_EXERCISE DIRECTIONS:_ Set down exactly the lines running from the line with "Locate the asphalt" to the end of the listing below, both ends included.

Dataset records about object locations:

[Begin]

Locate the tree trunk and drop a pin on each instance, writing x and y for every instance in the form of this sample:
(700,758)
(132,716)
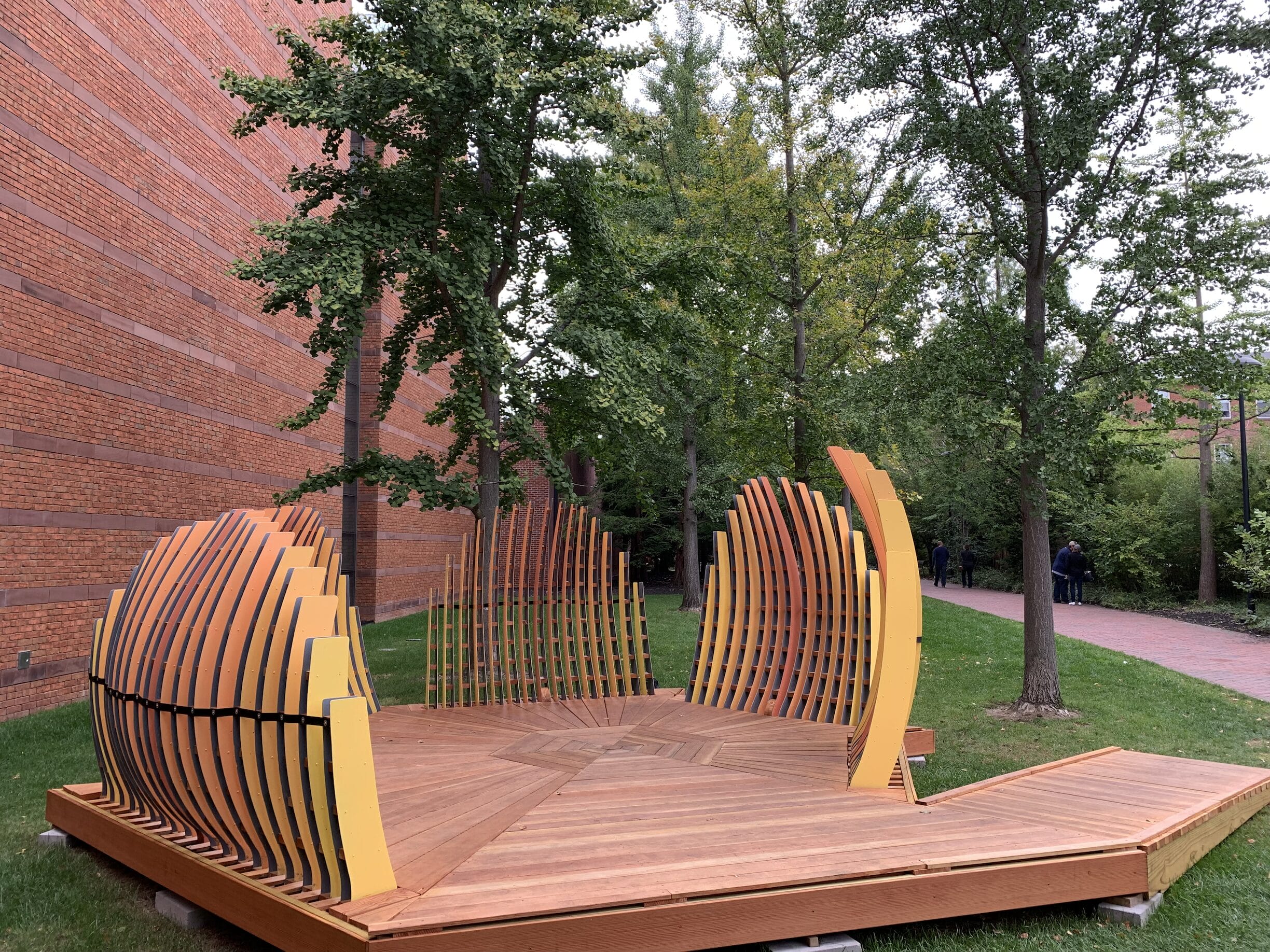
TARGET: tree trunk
(1207,550)
(488,469)
(1041,653)
(691,551)
(794,302)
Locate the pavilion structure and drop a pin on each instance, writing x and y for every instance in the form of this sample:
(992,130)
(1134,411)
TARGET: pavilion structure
(550,795)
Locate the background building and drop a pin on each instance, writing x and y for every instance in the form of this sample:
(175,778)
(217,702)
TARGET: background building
(140,384)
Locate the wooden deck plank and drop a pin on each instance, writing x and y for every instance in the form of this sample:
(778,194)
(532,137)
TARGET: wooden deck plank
(726,815)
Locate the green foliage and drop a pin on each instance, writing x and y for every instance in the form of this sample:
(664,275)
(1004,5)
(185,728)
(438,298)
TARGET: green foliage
(473,203)
(1251,562)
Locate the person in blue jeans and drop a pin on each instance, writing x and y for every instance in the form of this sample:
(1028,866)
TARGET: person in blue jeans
(1078,570)
(967,567)
(940,560)
(1059,570)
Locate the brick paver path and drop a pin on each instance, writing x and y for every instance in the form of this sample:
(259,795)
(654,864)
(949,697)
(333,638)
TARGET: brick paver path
(1227,658)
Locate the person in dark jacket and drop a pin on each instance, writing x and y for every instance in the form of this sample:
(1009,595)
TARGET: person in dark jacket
(967,567)
(940,560)
(1059,571)
(1078,571)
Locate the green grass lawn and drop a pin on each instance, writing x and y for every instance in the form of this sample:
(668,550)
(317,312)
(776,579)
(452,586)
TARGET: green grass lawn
(78,900)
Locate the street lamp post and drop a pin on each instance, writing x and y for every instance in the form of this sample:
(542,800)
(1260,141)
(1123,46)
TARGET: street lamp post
(1244,468)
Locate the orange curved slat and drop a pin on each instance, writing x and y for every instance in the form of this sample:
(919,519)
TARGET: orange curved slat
(564,621)
(798,625)
(211,675)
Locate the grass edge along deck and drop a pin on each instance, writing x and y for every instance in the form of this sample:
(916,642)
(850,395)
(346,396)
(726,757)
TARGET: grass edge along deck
(1144,863)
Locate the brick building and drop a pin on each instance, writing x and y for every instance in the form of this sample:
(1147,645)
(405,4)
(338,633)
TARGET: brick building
(143,385)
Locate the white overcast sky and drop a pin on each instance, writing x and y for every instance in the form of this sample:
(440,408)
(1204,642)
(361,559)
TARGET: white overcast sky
(1254,139)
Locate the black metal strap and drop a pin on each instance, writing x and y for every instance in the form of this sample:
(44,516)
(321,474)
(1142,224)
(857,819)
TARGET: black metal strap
(271,716)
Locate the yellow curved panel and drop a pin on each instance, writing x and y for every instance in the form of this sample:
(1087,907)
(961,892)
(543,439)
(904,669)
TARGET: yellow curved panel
(210,678)
(844,644)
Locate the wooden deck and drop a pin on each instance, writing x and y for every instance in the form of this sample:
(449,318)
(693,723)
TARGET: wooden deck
(650,824)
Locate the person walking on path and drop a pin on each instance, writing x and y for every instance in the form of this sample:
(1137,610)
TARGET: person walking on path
(1061,570)
(1078,570)
(940,560)
(967,567)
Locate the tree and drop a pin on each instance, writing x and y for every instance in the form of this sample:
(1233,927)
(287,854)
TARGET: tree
(1202,186)
(834,244)
(658,208)
(1034,108)
(472,203)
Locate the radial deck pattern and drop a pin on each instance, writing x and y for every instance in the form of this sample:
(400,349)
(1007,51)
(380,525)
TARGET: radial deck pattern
(647,823)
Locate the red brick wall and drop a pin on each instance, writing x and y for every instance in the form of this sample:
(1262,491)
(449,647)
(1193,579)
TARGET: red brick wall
(140,384)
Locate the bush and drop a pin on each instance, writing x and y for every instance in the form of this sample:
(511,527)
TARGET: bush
(990,578)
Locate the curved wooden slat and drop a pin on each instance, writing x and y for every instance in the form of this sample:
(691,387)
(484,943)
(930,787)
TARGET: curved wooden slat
(571,625)
(210,676)
(797,625)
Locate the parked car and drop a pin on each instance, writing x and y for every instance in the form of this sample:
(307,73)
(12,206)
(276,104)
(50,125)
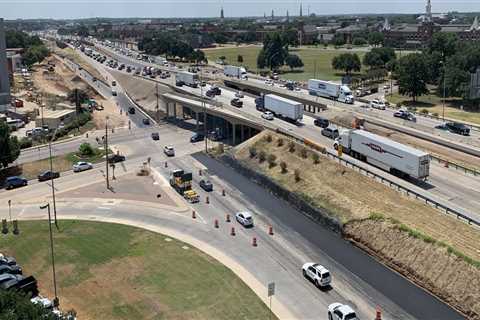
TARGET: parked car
(197,137)
(236,102)
(267,115)
(114,158)
(15,182)
(377,104)
(458,128)
(338,311)
(206,185)
(244,218)
(82,166)
(169,150)
(10,269)
(330,132)
(321,122)
(48,175)
(404,114)
(317,273)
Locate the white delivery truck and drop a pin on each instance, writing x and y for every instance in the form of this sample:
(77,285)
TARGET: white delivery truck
(283,108)
(330,90)
(234,71)
(186,78)
(384,153)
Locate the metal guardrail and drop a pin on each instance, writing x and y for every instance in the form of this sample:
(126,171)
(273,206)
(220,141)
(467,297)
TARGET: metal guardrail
(387,181)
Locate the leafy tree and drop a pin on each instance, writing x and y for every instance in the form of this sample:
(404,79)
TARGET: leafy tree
(347,62)
(412,75)
(9,146)
(293,61)
(376,38)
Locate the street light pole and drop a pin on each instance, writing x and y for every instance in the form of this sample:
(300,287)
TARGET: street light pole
(106,151)
(47,206)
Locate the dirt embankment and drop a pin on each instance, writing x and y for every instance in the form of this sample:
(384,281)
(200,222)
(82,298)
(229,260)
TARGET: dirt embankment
(438,263)
(428,264)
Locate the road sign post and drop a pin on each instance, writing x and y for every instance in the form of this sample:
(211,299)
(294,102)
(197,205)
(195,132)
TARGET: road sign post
(271,292)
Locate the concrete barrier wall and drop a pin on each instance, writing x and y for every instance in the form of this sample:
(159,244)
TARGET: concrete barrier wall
(317,214)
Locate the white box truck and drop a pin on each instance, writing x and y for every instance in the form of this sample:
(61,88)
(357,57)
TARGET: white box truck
(283,108)
(186,78)
(234,71)
(384,153)
(330,90)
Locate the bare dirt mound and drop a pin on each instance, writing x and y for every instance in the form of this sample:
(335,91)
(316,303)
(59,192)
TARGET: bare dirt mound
(428,264)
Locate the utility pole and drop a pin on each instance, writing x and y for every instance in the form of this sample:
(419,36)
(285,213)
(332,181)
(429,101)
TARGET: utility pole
(53,185)
(55,301)
(106,151)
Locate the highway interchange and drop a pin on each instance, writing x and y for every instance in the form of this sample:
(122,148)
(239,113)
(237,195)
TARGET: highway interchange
(359,280)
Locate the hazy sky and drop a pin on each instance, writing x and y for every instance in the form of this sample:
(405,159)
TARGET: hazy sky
(12,9)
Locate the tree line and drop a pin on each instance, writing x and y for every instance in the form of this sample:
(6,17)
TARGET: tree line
(35,50)
(170,46)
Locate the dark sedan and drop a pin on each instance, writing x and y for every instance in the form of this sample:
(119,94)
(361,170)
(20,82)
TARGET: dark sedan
(48,175)
(206,185)
(10,269)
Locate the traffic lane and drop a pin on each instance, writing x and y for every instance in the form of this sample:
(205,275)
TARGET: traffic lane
(402,292)
(290,253)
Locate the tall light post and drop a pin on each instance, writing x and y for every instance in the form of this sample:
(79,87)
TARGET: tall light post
(51,172)
(106,151)
(47,206)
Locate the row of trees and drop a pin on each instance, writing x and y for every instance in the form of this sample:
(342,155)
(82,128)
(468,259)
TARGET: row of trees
(274,53)
(169,45)
(35,50)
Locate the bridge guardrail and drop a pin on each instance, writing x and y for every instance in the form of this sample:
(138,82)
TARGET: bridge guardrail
(409,192)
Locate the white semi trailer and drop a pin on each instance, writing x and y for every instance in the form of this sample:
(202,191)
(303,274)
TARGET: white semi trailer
(384,153)
(330,90)
(283,108)
(234,71)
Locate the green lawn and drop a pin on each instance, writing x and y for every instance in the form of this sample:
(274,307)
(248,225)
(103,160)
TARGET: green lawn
(108,271)
(309,55)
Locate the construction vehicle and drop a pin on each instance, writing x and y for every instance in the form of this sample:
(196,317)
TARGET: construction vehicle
(182,182)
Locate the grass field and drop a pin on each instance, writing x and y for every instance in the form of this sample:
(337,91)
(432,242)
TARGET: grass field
(108,271)
(310,56)
(433,104)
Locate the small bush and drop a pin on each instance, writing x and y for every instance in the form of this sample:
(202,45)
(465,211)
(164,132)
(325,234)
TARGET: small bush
(252,151)
(25,143)
(291,146)
(304,153)
(271,160)
(296,173)
(262,156)
(86,149)
(283,166)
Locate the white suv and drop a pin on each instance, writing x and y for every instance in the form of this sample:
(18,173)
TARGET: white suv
(338,311)
(377,104)
(317,273)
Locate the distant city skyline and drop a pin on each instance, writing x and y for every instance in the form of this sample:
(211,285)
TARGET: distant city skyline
(185,9)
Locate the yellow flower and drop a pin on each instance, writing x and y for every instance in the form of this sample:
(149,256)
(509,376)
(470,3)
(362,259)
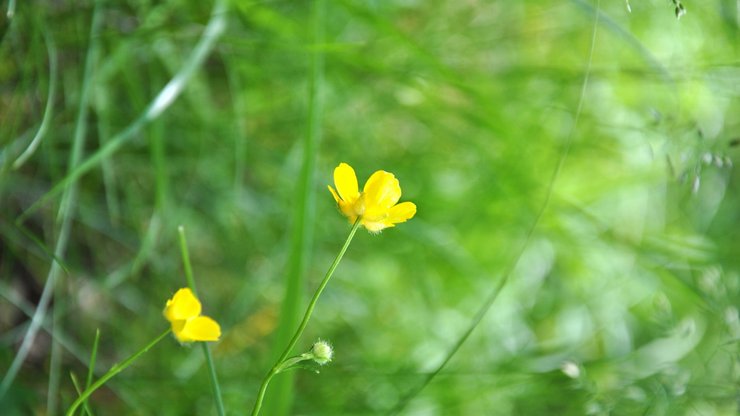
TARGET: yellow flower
(183,312)
(376,204)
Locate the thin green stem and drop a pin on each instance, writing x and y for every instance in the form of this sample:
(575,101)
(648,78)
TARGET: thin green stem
(112,373)
(186,260)
(306,317)
(91,365)
(215,387)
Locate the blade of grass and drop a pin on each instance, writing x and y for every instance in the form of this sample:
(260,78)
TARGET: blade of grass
(279,398)
(48,111)
(170,92)
(491,298)
(117,368)
(64,217)
(76,384)
(216,389)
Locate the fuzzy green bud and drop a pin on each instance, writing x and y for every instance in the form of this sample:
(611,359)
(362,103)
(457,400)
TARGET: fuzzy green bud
(321,352)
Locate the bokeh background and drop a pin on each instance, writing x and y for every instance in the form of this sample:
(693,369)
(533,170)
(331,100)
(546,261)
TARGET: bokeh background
(572,163)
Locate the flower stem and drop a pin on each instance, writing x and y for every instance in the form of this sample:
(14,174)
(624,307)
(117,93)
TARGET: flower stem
(117,368)
(306,317)
(215,387)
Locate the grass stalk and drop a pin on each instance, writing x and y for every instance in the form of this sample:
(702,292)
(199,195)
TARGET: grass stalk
(280,399)
(65,214)
(113,372)
(163,100)
(91,365)
(491,298)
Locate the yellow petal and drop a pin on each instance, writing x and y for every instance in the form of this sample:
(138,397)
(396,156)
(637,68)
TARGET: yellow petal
(382,191)
(201,328)
(346,182)
(401,212)
(184,305)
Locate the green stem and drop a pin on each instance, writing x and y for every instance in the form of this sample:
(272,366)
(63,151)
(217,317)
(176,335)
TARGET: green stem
(215,387)
(306,317)
(186,260)
(112,372)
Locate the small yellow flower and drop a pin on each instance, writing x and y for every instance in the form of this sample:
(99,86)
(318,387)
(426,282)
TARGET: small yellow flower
(183,312)
(376,204)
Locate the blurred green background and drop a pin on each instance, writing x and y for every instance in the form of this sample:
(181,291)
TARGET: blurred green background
(578,154)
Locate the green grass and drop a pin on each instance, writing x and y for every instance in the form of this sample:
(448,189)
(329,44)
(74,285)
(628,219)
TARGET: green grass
(572,164)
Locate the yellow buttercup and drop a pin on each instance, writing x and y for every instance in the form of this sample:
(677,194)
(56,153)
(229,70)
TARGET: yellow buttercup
(183,312)
(376,205)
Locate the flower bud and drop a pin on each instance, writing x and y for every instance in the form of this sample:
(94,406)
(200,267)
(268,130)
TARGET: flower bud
(321,352)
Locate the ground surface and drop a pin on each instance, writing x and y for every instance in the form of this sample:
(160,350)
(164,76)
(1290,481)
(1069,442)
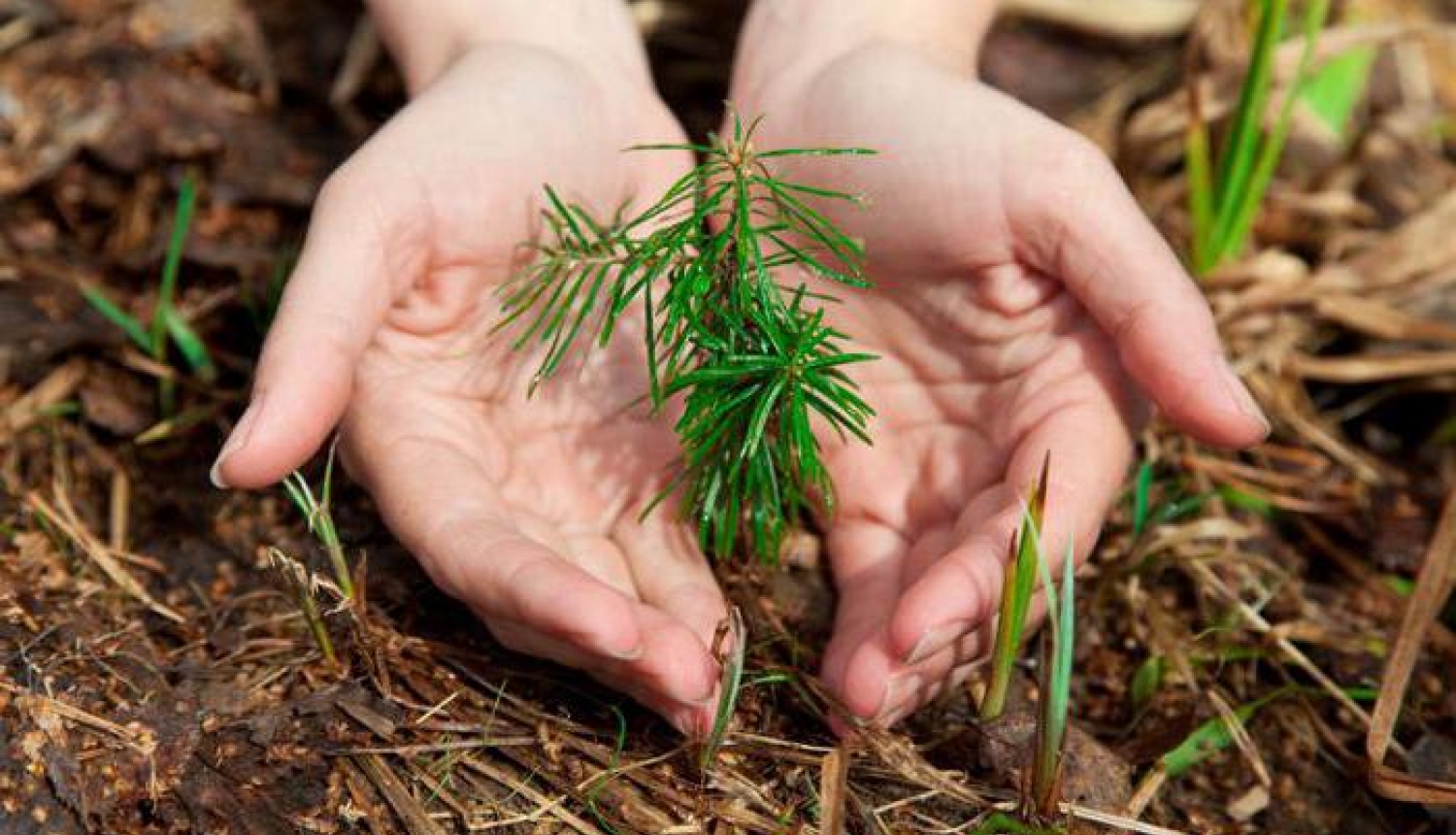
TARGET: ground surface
(154,671)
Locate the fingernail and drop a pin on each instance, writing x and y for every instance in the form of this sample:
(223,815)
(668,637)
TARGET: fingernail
(629,654)
(1241,393)
(897,691)
(238,441)
(937,639)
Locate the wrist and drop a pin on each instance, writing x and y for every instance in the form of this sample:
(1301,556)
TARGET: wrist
(427,38)
(800,35)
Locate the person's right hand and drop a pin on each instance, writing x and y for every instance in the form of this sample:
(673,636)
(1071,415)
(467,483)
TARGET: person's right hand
(527,511)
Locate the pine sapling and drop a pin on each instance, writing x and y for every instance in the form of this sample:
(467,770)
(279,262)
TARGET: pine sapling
(719,265)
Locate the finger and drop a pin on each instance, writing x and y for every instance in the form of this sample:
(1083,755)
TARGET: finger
(652,678)
(867,560)
(1077,221)
(439,502)
(670,573)
(1089,445)
(945,671)
(443,508)
(357,252)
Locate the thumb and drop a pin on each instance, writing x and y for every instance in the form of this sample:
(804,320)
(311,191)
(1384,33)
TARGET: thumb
(334,303)
(1079,223)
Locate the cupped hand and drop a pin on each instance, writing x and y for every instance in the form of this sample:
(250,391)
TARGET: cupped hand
(1022,305)
(524,509)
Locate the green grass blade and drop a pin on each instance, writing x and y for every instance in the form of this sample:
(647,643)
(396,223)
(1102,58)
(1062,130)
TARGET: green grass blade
(1056,683)
(1333,92)
(1200,194)
(1016,589)
(166,291)
(192,349)
(730,683)
(1234,230)
(116,317)
(1237,160)
(1142,487)
(1210,738)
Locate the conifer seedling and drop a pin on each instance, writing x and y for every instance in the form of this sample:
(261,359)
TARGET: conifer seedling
(719,264)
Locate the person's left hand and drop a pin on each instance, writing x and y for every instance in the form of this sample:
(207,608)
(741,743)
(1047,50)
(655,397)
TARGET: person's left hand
(1019,293)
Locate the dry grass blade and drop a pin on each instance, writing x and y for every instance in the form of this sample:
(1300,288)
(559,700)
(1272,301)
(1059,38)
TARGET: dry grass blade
(64,518)
(1287,648)
(833,782)
(1432,589)
(54,387)
(139,739)
(1373,367)
(411,814)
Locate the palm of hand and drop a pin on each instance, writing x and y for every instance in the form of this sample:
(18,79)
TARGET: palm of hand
(527,511)
(1005,337)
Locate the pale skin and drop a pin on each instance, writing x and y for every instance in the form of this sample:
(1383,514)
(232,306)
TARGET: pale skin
(1022,305)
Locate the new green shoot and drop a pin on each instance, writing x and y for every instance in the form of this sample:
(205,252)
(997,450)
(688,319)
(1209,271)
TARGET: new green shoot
(166,323)
(316,514)
(1225,198)
(1056,686)
(1016,589)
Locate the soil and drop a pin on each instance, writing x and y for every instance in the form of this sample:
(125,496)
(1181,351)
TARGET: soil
(156,674)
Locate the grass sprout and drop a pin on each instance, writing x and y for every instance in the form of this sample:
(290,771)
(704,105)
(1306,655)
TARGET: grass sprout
(730,683)
(756,363)
(316,514)
(166,325)
(1056,686)
(305,584)
(1225,197)
(1016,590)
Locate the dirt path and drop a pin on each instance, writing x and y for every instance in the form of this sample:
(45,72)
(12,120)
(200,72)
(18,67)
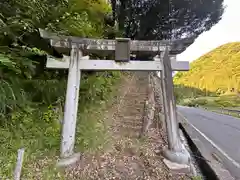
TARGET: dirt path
(127,157)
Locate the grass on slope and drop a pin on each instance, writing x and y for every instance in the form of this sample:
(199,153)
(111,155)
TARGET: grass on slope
(218,71)
(37,129)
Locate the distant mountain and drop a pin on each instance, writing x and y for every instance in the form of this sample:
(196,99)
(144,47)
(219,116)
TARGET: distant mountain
(217,71)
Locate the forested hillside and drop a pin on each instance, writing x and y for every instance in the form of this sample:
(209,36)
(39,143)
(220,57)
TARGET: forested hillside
(31,96)
(217,71)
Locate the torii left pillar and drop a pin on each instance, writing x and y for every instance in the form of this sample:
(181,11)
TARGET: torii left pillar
(70,109)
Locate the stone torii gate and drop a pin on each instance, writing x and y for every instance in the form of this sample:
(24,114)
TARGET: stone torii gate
(78,48)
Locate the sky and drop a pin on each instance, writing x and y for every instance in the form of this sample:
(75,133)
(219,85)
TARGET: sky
(226,30)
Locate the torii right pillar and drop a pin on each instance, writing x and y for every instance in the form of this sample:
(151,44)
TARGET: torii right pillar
(176,152)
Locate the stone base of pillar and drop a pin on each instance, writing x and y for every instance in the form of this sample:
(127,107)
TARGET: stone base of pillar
(64,162)
(177,168)
(180,157)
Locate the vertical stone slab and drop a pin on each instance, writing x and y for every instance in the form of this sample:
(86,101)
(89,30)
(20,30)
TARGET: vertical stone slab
(71,104)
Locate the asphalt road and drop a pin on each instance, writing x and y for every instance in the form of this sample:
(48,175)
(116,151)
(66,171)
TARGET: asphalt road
(223,130)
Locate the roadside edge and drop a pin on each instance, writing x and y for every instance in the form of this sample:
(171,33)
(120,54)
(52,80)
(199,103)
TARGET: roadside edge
(211,156)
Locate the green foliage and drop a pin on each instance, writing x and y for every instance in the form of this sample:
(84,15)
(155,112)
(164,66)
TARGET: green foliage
(218,71)
(150,20)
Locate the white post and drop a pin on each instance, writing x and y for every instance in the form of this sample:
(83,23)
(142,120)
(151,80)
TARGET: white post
(71,104)
(176,151)
(18,169)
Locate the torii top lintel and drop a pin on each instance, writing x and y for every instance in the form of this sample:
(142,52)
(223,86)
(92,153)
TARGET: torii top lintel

[End]

_OUTPUT:_
Locate the asphalt road and drop a pin on each instance, writing x and y for every instance in the form of this sample:
(48,175)
(116,151)
(66,171)
TARGET: asphalt road
(223,130)
Locate the roadside edge and drop a pin on each instance, writing x and y for every instance in the form of this sample:
(171,33)
(120,54)
(52,80)
(199,103)
TARGET: roadside edge
(211,156)
Locate the green foliage and drop a pin on each instance, writing x and y for every instance in the form of this sample:
(84,15)
(155,112)
(164,66)
TARGET: green foliage
(218,71)
(150,20)
Locate the white post and drop a pin on each instance, writing x and y for every instance in the form of this sample:
(83,23)
(142,120)
(151,80)
TARGET: white post
(71,104)
(176,151)
(18,169)
Locate the torii top lintel and drop a pin on each instance, writing x and y for every instance in the form of this sample:
(142,52)
(223,86)
(92,153)
TARGET: torii top lintel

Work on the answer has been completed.